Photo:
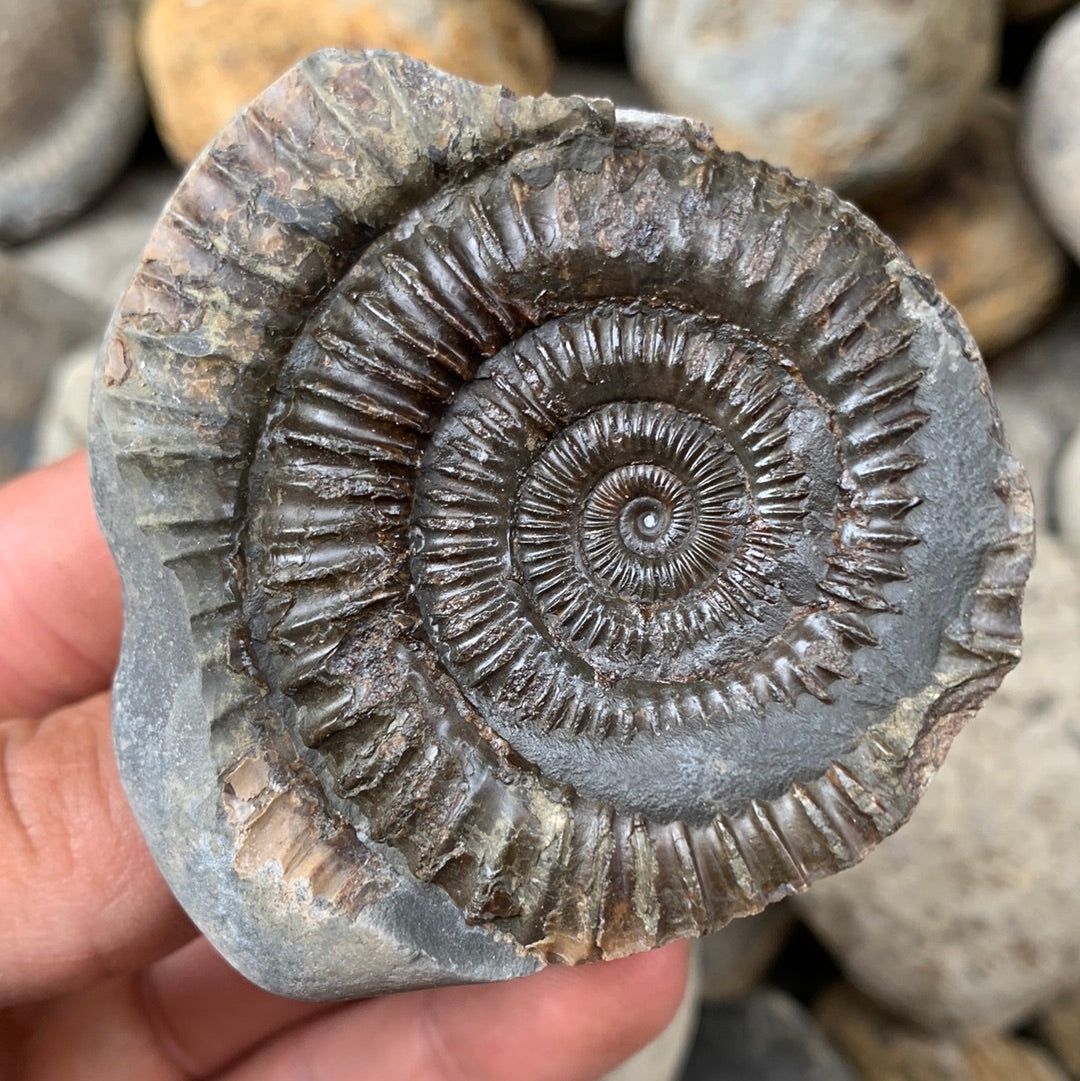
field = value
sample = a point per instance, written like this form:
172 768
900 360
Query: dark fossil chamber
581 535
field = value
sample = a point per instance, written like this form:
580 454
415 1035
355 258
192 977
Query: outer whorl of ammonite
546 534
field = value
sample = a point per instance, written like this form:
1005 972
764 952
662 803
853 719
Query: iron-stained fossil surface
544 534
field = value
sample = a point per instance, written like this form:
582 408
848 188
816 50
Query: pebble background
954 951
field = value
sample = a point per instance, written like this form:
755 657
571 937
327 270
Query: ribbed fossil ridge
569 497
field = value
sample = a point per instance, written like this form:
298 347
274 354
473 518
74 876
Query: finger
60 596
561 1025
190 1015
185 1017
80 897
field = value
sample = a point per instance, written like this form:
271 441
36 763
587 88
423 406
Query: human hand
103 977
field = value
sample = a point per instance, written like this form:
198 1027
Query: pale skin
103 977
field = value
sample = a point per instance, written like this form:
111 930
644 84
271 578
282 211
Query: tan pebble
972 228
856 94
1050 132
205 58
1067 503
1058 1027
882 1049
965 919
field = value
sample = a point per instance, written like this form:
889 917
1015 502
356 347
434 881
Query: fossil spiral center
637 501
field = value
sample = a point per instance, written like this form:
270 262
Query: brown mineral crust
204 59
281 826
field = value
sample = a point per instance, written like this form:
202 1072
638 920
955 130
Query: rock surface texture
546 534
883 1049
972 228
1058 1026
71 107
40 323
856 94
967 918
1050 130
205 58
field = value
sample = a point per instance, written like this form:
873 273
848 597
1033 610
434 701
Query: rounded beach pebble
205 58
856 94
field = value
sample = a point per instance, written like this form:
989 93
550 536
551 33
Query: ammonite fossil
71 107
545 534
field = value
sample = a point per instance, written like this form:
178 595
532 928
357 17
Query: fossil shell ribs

==

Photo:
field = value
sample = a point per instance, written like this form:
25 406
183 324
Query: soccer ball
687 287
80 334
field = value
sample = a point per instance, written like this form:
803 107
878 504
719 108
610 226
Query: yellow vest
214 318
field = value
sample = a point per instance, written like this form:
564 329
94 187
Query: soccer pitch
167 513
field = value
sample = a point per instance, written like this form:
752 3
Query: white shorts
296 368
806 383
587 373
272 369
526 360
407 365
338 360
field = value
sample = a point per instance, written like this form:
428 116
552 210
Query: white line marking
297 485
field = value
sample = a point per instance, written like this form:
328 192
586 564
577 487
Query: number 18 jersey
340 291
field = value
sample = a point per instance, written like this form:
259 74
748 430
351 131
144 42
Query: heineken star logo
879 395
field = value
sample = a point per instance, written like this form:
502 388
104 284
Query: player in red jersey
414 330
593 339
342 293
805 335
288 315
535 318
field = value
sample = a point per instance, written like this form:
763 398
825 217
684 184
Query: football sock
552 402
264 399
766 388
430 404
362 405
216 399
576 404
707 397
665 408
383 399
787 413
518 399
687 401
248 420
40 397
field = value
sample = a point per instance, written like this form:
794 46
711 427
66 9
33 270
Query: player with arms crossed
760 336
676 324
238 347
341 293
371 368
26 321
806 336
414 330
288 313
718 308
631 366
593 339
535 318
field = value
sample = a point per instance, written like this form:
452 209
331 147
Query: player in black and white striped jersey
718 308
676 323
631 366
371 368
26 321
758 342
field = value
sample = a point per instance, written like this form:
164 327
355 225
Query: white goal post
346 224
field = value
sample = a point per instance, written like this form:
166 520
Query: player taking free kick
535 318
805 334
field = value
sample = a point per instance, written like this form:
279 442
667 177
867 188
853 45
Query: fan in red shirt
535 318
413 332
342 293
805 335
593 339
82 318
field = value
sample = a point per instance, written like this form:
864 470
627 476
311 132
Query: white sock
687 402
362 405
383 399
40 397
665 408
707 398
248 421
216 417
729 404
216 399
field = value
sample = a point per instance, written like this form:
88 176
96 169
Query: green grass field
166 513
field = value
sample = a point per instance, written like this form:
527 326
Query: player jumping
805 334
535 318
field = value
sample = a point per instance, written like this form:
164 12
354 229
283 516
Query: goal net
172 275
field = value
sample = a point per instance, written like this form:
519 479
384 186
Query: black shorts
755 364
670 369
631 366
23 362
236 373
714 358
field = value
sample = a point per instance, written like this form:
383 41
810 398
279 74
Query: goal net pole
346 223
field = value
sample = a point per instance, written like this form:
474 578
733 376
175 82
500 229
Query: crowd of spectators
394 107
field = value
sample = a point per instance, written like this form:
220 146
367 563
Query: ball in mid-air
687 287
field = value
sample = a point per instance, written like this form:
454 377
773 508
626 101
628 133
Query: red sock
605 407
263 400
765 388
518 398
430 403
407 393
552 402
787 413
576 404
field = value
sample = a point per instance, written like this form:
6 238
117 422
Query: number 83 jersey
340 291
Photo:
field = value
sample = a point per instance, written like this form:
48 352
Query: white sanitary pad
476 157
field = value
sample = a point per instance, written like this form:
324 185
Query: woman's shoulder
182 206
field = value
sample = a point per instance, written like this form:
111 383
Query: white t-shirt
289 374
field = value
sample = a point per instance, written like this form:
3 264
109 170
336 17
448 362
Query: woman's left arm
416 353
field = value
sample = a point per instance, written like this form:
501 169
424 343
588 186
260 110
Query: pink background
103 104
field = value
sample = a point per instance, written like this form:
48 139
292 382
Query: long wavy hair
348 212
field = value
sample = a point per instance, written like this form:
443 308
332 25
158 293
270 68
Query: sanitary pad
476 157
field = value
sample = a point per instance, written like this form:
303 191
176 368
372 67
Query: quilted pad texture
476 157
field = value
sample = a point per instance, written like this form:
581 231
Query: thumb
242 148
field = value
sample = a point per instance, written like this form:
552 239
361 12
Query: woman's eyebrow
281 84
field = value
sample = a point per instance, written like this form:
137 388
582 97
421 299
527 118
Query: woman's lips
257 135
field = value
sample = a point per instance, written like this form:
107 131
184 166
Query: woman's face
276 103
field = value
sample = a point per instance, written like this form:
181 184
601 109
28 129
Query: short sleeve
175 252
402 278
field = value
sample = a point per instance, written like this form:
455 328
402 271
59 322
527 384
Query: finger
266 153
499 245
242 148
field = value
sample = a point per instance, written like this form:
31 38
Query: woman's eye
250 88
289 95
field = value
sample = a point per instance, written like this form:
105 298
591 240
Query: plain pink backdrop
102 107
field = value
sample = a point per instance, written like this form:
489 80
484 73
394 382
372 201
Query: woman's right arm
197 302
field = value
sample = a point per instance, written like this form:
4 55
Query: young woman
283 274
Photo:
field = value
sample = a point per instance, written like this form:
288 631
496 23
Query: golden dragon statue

PROBLEM TO SOLVE
Copy every line above that contains the word "number". Only count matches with the same uppercase and lowercase letters.

WRITTEN ANSWER
Query: number 18 jersey
Query: number 83 jersey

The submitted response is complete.